--- start ---

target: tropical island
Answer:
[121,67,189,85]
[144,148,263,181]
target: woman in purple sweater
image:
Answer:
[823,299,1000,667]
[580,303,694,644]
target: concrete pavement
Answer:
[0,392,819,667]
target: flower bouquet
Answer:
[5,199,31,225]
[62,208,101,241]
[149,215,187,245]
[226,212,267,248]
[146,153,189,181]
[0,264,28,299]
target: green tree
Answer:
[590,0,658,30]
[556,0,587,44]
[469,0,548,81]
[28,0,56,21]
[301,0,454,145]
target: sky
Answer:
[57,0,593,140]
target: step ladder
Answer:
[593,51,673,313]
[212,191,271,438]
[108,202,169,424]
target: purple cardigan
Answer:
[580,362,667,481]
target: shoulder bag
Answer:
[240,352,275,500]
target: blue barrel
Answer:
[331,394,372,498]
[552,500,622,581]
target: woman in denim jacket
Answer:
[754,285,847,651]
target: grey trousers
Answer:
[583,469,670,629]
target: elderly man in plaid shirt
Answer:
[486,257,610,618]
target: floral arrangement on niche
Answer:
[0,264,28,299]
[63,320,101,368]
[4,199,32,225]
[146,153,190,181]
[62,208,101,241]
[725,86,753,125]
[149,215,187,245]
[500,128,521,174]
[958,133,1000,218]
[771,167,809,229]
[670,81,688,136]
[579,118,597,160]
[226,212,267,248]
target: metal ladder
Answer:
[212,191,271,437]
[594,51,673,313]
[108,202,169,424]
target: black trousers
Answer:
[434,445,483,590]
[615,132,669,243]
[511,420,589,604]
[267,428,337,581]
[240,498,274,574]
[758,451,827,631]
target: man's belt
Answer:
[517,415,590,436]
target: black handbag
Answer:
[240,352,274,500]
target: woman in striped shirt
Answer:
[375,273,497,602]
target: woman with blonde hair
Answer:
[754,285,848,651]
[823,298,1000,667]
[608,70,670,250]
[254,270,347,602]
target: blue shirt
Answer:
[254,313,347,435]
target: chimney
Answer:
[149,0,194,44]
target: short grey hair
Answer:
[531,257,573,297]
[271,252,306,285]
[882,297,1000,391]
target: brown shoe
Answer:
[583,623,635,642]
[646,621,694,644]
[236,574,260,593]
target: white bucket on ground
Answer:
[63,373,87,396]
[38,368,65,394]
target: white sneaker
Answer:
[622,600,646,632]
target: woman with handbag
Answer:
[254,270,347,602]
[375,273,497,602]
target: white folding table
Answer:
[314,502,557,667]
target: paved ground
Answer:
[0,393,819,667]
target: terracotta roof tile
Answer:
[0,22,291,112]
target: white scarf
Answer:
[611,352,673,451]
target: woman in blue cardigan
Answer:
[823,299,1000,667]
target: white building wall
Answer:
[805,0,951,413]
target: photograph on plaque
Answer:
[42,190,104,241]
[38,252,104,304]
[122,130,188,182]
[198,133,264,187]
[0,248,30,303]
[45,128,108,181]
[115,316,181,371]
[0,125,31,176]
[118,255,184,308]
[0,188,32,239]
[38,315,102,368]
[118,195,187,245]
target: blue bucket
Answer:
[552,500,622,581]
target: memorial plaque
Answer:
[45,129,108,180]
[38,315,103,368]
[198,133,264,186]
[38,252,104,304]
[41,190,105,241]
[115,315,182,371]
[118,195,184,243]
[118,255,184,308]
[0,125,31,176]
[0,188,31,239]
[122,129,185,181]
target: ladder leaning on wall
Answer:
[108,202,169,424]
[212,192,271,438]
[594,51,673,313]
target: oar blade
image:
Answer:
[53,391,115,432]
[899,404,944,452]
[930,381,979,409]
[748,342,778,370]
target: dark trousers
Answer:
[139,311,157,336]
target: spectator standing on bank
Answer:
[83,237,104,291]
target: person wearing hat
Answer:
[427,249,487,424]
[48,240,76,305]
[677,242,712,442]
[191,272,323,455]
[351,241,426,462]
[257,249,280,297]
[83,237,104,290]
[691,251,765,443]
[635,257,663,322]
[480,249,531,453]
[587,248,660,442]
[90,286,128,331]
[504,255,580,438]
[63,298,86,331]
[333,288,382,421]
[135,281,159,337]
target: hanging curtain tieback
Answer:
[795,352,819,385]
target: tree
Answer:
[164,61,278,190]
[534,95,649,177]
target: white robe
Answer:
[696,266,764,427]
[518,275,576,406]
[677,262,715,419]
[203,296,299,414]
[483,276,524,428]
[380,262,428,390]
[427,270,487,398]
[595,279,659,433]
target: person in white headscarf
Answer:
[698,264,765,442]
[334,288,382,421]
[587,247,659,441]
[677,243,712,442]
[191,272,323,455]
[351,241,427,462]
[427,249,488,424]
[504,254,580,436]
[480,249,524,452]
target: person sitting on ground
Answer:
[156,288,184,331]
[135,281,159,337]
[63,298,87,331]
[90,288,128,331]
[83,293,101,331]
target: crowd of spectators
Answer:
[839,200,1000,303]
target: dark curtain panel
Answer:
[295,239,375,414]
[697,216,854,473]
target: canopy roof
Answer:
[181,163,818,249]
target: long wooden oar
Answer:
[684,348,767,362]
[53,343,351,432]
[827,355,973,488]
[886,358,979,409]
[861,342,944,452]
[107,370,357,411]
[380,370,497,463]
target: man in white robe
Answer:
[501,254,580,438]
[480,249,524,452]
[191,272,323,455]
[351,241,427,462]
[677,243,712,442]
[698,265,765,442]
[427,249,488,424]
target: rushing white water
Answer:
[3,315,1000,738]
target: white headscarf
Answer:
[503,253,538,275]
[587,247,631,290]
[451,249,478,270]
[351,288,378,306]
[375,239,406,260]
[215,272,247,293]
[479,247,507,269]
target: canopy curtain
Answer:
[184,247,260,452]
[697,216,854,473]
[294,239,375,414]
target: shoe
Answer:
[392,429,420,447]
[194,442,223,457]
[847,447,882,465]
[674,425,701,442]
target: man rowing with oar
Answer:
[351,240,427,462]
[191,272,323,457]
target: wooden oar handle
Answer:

--- end ---

:: SET PROBLEM ::
Turn every line of the listing above into a numbered list, and leave out any blank lines.

:: WRITTEN ANSWER ::
1. target: tropical island
2. Answer:
3. [121,67,189,85]
4. [144,148,263,181]
5. target: woman in purple sweater
6. image:
7. Answer:
8. [823,299,1000,667]
9. [580,303,694,644]
10. target: concrete pavement
11. Answer:
12. [0,392,819,667]
13. target: flower bouquet
14. Answer:
15. [5,199,31,225]
16. [62,208,101,241]
17. [149,215,187,245]
18. [226,212,267,248]
19. [146,153,189,181]
20. [0,264,28,299]
21. target: green tree
22. Answer:
23. [590,0,658,30]
24. [556,0,587,44]
25. [469,0,548,81]
26. [28,0,56,21]
27. [301,0,454,145]
28. target: sky
29. Answer:
30. [57,0,593,140]
31. target: step ladder
32. Answer:
33. [593,51,673,313]
34. [212,191,271,438]
35. [108,202,169,424]
36. target: purple cardigan
37. Answer:
38. [580,362,667,481]
39. target: shoulder bag
40. Answer:
41. [240,352,275,500]
42. target: blue barrel
43. Answer:
44. [331,394,372,498]
45. [552,500,622,581]
46. target: woman in denim jacket
47. Answer:
48. [754,285,847,651]
49. target: grey trousers
50. Answer:
51. [583,469,670,629]
52. target: elderly man in plaid shirt
53. Answer:
54. [486,257,610,618]
55. target: floral arrangement on niche
56. Answer:
57. [0,264,28,299]
58. [63,320,101,368]
59. [4,199,32,225]
60. [146,153,190,181]
61. [62,208,101,241]
62. [725,86,753,125]
63. [149,215,187,245]
64. [500,128,521,174]
65. [958,133,1000,218]
66. [771,167,809,229]
67. [670,81,688,136]
68. [579,118,597,160]
69. [226,212,267,248]
70. target: metal ladder
71. Answer:
72. [212,191,271,437]
73. [594,51,673,313]
74. [108,202,169,424]
75. target: black trousers
76. Answer:
77. [434,445,483,590]
78. [615,132,669,243]
79. [511,420,589,604]
80. [267,428,337,581]
81. [240,498,274,574]
82. [758,451,827,631]
83. target: man's belt
84. Answer:
85. [517,415,590,436]
86. target: black handbag
87. Answer:
88. [240,352,274,500]
89. target: woman in striped shirt
90. Answer:
91. [375,273,497,602]
92. target: woman with blonde hair
93. Answer:
94. [754,285,848,651]
95. [823,298,1000,667]
96. [608,70,670,250]
97. [254,270,347,602]
98. target: blue shirt
99. Answer:
100. [254,313,347,435]
101. target: chimney
102. Answer:
103. [149,0,194,44]
104. target: short grey hair
105. Answer:
106. [531,257,573,297]
107. [271,252,306,285]
108. [882,297,1000,391]
109. target: brown shoe
110. Answer:
111. [583,623,635,642]
112. [646,621,694,644]
113. [236,574,260,593]
114. target: white bucket on ground
115. Answer:
116. [63,373,87,396]
117. [38,368,65,394]
118. target: white sneaker
119. Answer:
120. [622,600,646,632]
121. target: woman with handbag
122. Answer:
123. [254,270,347,602]
124. [375,273,497,602]
125. target: white folding table
126. Answer:
127. [314,502,557,667]
128. target: paved ground
129. Answer:
130. [0,393,819,667]
131. target: terracotta roof tile
132. Answer:
133. [0,22,291,112]
134. target: white scarf
135. Answer:
136. [611,352,673,451]
137. target: woman in blue cardigan
138. Answer:
139. [823,299,1000,667]
140. target: white building wall
141. Answer:
142. [805,0,951,413]
143. target: photograph on plaque
144. Answer:
145. [42,190,104,241]
146. [38,252,104,304]
147. [122,130,188,182]
148. [198,133,264,187]
149. [0,248,30,303]
150. [45,128,108,181]
151. [115,316,181,371]
152. [0,125,31,176]
153. [118,255,184,308]
154. [0,188,32,239]
155. [38,315,102,368]
156. [118,195,187,245]
157. target: blue bucket
158. Answer:
159. [552,500,622,581]
160. target: memorial plaque
161. Answer:
162. [45,129,108,180]
163. [38,315,103,368]
164. [198,133,264,186]
165. [38,252,104,304]
166. [41,190,105,241]
167. [115,315,182,371]
168. [118,195,184,243]
169. [118,255,184,308]
170. [0,125,31,176]
171. [0,188,31,239]
172. [122,129,185,181]
173. target: ladder leaning on wall
174. Answer:
175. [108,202,169,424]
176. [212,192,271,438]
177. [594,51,673,313]
178. target: oar blade
179. image:
180. Answer:
181. [53,391,115,432]
182. [899,404,944,452]
183. [930,381,979,409]
184. [748,342,778,370]
185. target: dark trousers
186. Answer:
187. [139,311,157,336]
188. target: spectator standing on bank
189. Answer:
190. [83,237,104,291]
191. target: person wearing hat
192. Answer:
193. [427,249,487,424]
194. [48,240,76,305]
195. [677,242,712,442]
196. [191,272,323,455]
197. [351,241,426,462]
198. [257,249,280,297]
199. [83,237,104,290]
200. [691,251,765,443]
201. [635,257,663,322]
202. [480,249,531,453]
203. [587,248,660,442]
204. [90,286,128,331]
205. [504,255,580,438]
206. [63,298,86,331]
207. [333,288,382,421]
208. [135,281,159,337]
209. target: hanging curtain tieback
210. Answer:
211. [795,352,819,385]
212. target: tree
213. Answer:
214. [164,61,278,190]
215. [534,95,649,177]
216. target: white robe
217. Answer:
218. [696,266,764,427]
219. [518,275,576,406]
220. [677,262,715,419]
221. [203,296,299,414]
222. [483,276,524,428]
223. [380,262,428,390]
224. [427,270,487,398]
225. [595,279,659,433]
226. target: person in white headscarf
227. Answer:
228. [698,264,765,442]
229. [334,288,382,421]
230. [587,247,659,441]
231. [677,243,712,442]
232. [191,272,323,455]
233. [351,241,427,462]
234. [427,249,488,424]
235. [504,254,580,436]
236. [480,249,524,452]
237. target: person sitting on ground
238. Answer:
239. [156,288,184,331]
240. [135,281,159,337]
241. [63,298,87,331]
242. [90,288,128,331]
243. [83,293,101,331]
244. target: crowd of spectators
245. Answer:
246. [839,200,1000,303]
247. target: dark curtain panel
248. Answer:
249. [295,239,375,414]
250. [697,216,854,473]
251. target: canopy roof
252. Answer:
253. [181,163,818,249]
254. target: long wooden oar
255. Answer:
256. [684,348,767,362]
257. [53,343,351,432]
258. [827,355,973,488]
259. [886,358,979,409]
260. [861,342,944,452]
261. [107,370,357,411]
262. [380,370,497,463]
263. target: man in white robe
264. Answer:
265. [501,254,580,438]
266. [480,249,524,452]
267. [191,272,323,455]
268. [351,241,427,462]
269. [677,243,712,442]
270. [698,265,765,442]
271. [427,249,488,424]
272. target: rushing white water
273. Answer:
274. [3,315,1000,738]
275. target: white headscarf
276. Answer:
277. [503,253,538,275]
278. [587,247,631,290]
279. [451,249,478,270]
280. [351,288,378,306]
281. [375,239,406,260]
282. [215,272,247,293]
283. [479,247,507,269]
284. target: canopy curtain
285. Answer:
286. [184,247,260,452]
287. [697,216,854,473]
288. [294,239,375,414]
289. target: shoe
290. Answer:
291. [392,429,420,447]
292. [194,442,223,457]
293. [847,447,882,465]
294. [674,425,701,442]
295. target: man rowing with oar
296. Answer:
297. [351,240,427,462]
298. [191,272,323,457]
299. target: wooden oar handle
300. Answer:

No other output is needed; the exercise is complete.